-------- Excerpted data --------

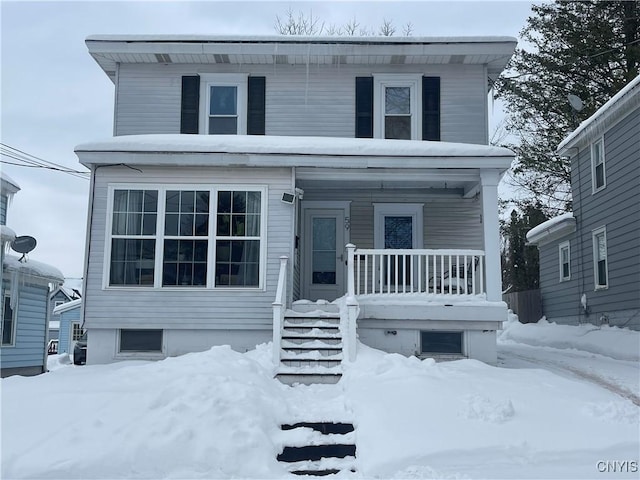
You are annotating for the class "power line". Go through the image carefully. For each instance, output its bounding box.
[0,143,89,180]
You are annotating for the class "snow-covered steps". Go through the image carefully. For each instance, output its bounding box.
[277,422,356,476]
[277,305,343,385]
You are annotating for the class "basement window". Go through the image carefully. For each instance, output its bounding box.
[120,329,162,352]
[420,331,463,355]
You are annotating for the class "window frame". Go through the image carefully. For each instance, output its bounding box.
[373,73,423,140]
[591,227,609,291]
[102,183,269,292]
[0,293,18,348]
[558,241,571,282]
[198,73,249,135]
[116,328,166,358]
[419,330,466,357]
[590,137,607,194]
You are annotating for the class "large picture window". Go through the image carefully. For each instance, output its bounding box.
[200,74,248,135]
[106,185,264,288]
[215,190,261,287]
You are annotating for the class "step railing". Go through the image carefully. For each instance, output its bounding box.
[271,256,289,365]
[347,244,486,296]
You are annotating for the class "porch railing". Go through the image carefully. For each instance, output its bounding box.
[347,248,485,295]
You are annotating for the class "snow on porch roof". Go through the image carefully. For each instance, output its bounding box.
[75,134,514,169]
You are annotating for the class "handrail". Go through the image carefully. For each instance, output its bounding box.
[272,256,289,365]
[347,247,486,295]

--------
-------- Excerpted data --------

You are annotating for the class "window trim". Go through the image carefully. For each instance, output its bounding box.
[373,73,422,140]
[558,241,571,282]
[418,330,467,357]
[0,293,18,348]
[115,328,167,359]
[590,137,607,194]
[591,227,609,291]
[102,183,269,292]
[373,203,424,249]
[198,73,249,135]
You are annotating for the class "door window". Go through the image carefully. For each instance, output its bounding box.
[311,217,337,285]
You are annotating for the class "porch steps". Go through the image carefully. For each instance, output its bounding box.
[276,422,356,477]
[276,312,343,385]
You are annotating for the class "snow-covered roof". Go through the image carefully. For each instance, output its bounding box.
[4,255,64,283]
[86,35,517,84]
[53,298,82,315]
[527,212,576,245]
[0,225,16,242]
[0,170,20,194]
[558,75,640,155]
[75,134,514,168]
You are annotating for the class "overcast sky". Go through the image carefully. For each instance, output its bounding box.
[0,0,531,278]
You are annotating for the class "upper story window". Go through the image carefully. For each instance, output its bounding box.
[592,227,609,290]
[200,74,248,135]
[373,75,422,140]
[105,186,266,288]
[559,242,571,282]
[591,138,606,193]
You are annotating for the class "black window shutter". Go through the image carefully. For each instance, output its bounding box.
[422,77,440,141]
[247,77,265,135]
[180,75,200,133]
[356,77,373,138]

--------

State how many lines of the records contain the string "steps", with case counting. Give only the number.

• Solution:
2